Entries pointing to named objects

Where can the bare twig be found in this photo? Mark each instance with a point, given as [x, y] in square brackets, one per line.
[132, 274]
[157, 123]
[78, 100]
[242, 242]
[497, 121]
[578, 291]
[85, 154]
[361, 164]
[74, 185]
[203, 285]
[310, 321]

**WHAT TO DO:** Put the entries above into a Markdown table with the columns Row and Line, numbering each line in order and leaving out any blank lines.

**RESPONSE FOR THIS EXERCISE:**
| Row | Line |
|---|---|
| 1 | Where can the bare twig be found in this photo? Mark each instance with a point, given as [x, y] in square brackets, one per line. |
| 2 | [132, 274] |
| 3 | [157, 123] |
| 4 | [78, 100] |
| 5 | [242, 242] |
| 6 | [497, 121] |
| 7 | [578, 291] |
| 8 | [85, 154] |
| 9 | [361, 164] |
| 10 | [74, 185] |
| 11 | [203, 285] |
| 12 | [310, 321] |